***** Extrahierter Text

Strassburger Gerichtshof gewährt doppelt so hohe Genugtuung wie solche nach bisheriger Schweizer Praxis

In einem von unserem Anwaltskollegen Philip Stolkin erstrittenen Urteil vom 30. Juni 2020 hat der Europäische Gerichtshof für Menschenrechte in einem tragischen Fall, in welchem sich ein vorläufig Festgenommener bei mangelnder polizeilicher Überwachung das Leben genommen hatte, einstimmig entschieden, dass der Schweizerischen Eidgenossenschaft die Missachtung von Art. 2 EMRK (Schutz des Lebens) vorzuwerfen ist. Daneben, dass eine Verletzung des fundamentalen Menschenrechts festgestellt worden ist, enthält das Urteil einen interessanten Aspekt, wenn es um die Genugtuungsbemessung geht.

Beschwerde geführt hat die Mutter (Jahrgang 1956) des 40 Jahre alt gewordenen Verstorbenen. Nach bisheriger schweizerischer Praxis würde bei der Ermittlung der Genugtuungssumme bei Verlust eines erwachsenen Kindes eine Ausgangsgenugtuung von Fr. 20’000.– bis Fr. 25’000.– veranschlagt. Nachdem im vorliegenden Fall weder Erhöhungs- noch Reduktionsgründe ersichtlich sind, würde ein Betrag in dieser Grössenordnung auch der konkret zugesprochenen Genugtuung zu Grunde gelegt. Wohl von diesen Überlegungen hat sich auch die Beschwerdegegnerin (die Eidgenossenschaft) leiten lassen, als sie im EMRK-Verfahren im Fall einer Verurteilung die Zusprache einer Genugtuungssumme  von Fr. 20’000.– als Kompensation für den Verlust des Sohnes und Fr. 5’000.– für die Unbill auf Grund der Verletzung der Verfahrensnormen beantragt hat.

**********

Arbeitsaufträge:
1 > Geben Sie aus dem Bericht zum Strassburger Urteil den Abschnitt von "In einem von" bis einschließlich "die Genugtuungsbemessung geht." wortgetreu wieder.
2 > Welcher Artikel der EMRK wurde laut dem Bericht zum Strassburger Urteil von der Schweizerischen Eidgenossenschaft missachtet?
3 > Setzen Sie den Bericht zum Strassburger Urteil im Anschluss an seinen letzten Satz fort.
Die nachstehenden Zeilen stammen aus einer anderen Quelle.

***** Vorliegende Daten

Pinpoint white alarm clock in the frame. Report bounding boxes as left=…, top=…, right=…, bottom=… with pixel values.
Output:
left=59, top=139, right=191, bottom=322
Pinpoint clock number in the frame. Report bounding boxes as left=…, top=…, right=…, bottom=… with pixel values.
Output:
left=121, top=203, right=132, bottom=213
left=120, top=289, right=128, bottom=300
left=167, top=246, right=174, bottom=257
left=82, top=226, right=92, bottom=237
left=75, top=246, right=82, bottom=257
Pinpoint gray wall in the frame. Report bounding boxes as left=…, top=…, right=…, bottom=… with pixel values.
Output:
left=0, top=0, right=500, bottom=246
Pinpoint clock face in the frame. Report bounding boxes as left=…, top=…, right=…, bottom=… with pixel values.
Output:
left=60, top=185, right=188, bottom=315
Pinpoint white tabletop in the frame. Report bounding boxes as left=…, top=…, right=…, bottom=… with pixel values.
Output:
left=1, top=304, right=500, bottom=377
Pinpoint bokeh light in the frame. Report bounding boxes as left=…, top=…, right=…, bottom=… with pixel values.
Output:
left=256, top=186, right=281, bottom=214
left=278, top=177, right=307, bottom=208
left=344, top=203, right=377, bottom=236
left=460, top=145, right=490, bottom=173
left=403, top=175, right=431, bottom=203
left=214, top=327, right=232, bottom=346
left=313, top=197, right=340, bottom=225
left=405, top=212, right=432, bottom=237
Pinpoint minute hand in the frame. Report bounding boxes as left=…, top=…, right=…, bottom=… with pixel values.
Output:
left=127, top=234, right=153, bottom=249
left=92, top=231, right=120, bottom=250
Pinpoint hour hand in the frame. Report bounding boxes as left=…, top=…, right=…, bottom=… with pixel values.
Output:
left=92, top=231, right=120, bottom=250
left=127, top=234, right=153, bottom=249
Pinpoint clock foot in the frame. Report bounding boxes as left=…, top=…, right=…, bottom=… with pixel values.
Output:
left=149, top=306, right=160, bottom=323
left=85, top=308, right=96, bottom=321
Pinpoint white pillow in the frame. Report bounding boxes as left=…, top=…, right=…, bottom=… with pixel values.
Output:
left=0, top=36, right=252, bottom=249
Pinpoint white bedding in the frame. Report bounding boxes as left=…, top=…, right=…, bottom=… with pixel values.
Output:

**********

Ergebnisse je Aufgabe:
1 >
In einem von unserem Anwaltskollegen Philip Stolkin erstrittenen Urteil vom 30. Juni 2020 hat der Europäische Gerichtshof für Menschenrechte in einem tragischen Fall, in welchem sich ein vorläufig Festgenommener bei mangelnder polizeilicher Überwachung das Leben genommen hatte, einstimmig entschieden, dass der Schweizerischen Eidgenossenschaft die Missachtung von Art. 2 EMRK (Schutz des Lebens) vorzuwerfen ist. Daneben, dass eine Verletzung des fundamentalen Menschenrechts festgestellt worden ist, enthält das Urteil einen interessanten Aspekt, wenn es um die Genugtuungsbemessung geht.

2 > Art. 2 EMRK (Schutz des Lebens).

3 >
Die Richter des Europäischen Gerichtshofs für Menschenrechte haben der beschwerdeführenden Mutter – auch unter Berücksichtigung, dass von Seiten der staatlichen Organe keine Schädigungsabsicht vorlag – derweil den Betrag von EUR 50’000.– zugesprochen.

Dies kann ohne Weiteres als «Wink mit dem Zaunpfahl» an die hiesigen Gerichtsbehörden verstanden werden, die im Vergleich mit dem europäischen Ausland notorisch tiefen Genugtuungsansätze endlich markant zu erhöhen.